[Available records]

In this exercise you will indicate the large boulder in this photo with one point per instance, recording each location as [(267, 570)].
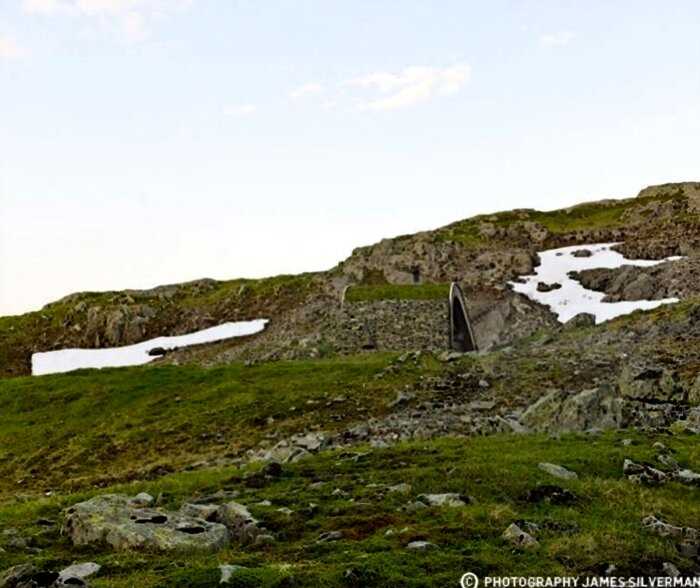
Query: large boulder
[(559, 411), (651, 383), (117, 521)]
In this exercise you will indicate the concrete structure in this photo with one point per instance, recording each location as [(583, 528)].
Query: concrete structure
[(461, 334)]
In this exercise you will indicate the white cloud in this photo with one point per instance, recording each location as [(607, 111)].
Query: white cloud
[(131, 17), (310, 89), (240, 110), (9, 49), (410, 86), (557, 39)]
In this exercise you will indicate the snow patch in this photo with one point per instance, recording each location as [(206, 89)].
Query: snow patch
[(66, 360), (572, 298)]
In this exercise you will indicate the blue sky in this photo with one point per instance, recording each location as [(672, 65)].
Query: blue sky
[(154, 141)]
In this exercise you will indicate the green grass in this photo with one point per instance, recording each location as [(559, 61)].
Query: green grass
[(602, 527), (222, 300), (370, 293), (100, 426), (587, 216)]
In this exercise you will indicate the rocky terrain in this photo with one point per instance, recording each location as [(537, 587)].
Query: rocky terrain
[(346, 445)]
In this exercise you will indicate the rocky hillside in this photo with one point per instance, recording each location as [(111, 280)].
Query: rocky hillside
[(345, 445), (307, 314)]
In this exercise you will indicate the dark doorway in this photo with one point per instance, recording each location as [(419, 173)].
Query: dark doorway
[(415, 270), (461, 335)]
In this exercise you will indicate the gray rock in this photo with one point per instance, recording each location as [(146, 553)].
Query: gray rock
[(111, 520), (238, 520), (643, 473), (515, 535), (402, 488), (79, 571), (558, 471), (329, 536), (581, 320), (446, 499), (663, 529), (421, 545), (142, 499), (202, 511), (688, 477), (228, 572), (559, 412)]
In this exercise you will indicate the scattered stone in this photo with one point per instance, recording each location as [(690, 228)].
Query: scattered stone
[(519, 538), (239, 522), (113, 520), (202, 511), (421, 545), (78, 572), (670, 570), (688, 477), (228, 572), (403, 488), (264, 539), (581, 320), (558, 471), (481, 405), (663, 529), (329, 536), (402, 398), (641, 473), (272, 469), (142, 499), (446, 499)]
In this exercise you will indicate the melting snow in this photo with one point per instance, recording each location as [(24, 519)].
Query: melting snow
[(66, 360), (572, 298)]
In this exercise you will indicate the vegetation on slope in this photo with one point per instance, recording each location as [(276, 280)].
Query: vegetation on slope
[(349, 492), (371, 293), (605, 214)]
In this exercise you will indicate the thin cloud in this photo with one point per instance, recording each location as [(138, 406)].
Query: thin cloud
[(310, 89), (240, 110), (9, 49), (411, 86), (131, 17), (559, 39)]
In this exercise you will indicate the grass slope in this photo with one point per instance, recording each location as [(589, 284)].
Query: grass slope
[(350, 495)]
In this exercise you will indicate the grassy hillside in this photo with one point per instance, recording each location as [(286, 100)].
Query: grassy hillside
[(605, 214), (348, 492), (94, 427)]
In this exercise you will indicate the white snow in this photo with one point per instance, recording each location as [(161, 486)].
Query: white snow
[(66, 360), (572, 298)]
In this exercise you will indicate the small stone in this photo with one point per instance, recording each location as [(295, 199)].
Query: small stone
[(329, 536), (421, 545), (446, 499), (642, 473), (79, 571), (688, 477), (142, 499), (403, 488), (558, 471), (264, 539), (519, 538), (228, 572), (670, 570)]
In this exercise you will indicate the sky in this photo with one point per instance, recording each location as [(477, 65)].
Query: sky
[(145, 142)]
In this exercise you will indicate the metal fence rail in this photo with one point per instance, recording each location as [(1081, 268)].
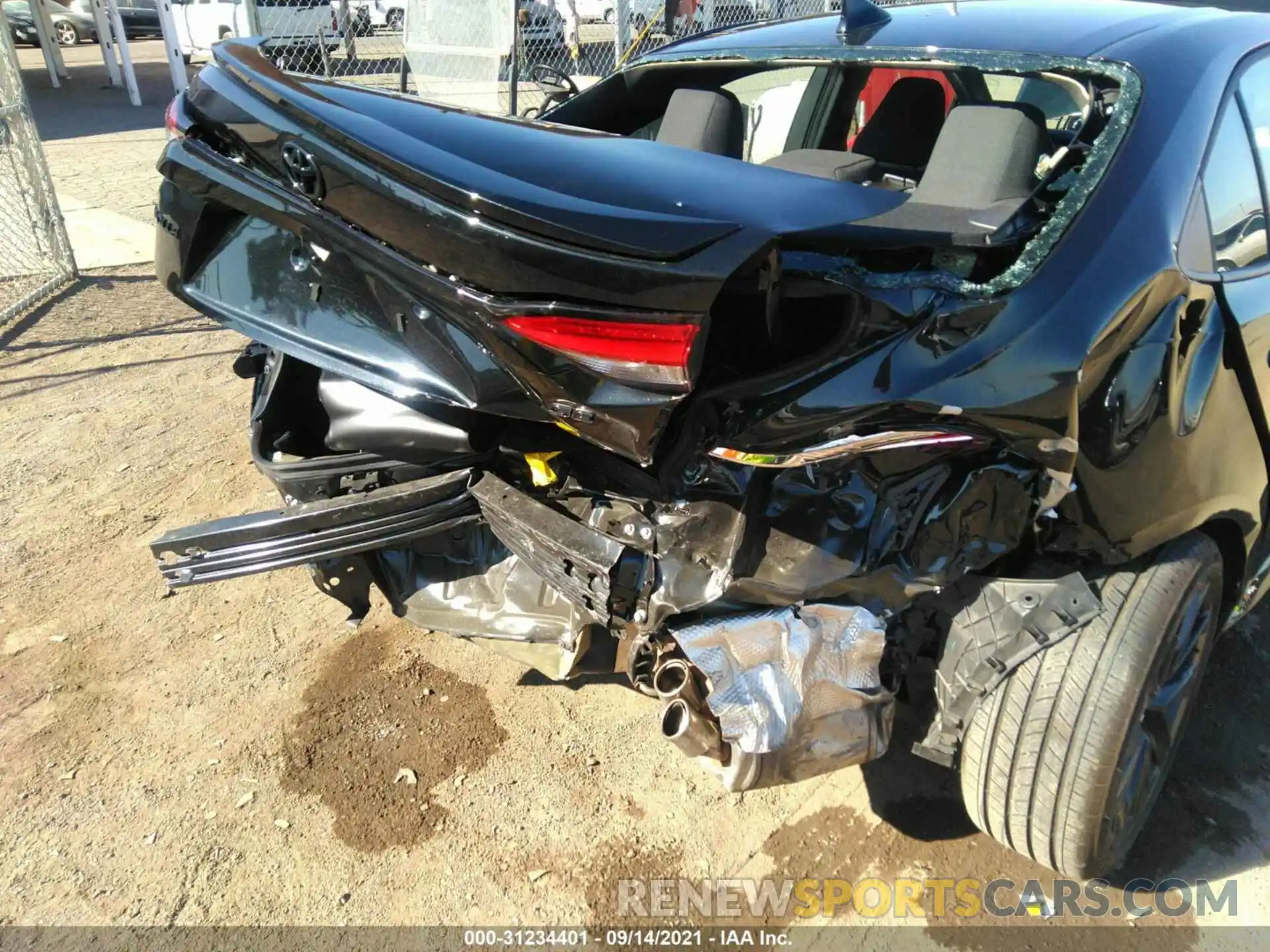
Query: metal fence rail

[/Available records]

[What you need to do]: Would you copy, unchanged, the stretch of the records above that begins at the line containing "In this exercise you will indicate the snow" and ends at the line containing "In this exercise you will indicate the scattered", and only that?

[Result below]:
In this exercise you will indicate the snow patch in this photo with one point per instance, recording each location as [(206, 89)].
Query: snow patch
[(66, 360), (572, 298)]
In this exercise you will indicate the blue sky in this photo with one point per instance, recording each location as [(672, 65)].
Query: blue sky
[(154, 141)]
In this exercise you will indicate the green grass in this photo with one point per instance, recording each location as [(559, 61)].
Query: green grass
[(602, 527), (222, 300), (370, 293), (100, 426), (587, 216)]
In this exercise you will indicate the rocky terrain in this photo with one point per instance, recording each location as [(537, 587)].
Query: rocky terrain
[(346, 445)]
In this exercise you will indicate the rocky hillside in this photo with one point per instance, recording each location as [(111, 280)].
Query: rocky hillside
[(345, 445), (307, 314)]
In this exercise you will indicate the dark doorway in this photo with one point per instance, recording each location as [(419, 173)].
Query: dark doorway
[(415, 270), (461, 335)]
In this exercise you will indicate the gray rock in this photo with one point per instance, recording each location as [(146, 553)].
Query: gray rock
[(111, 520), (238, 520), (643, 473), (515, 535), (402, 488), (79, 571), (558, 471), (329, 536), (581, 320), (446, 499), (663, 529), (421, 545), (142, 499), (202, 511), (688, 477), (228, 572), (559, 412)]
In this exercise you will indicate the scattered stone in this photo with one point per instance, recording each location as [(690, 228)].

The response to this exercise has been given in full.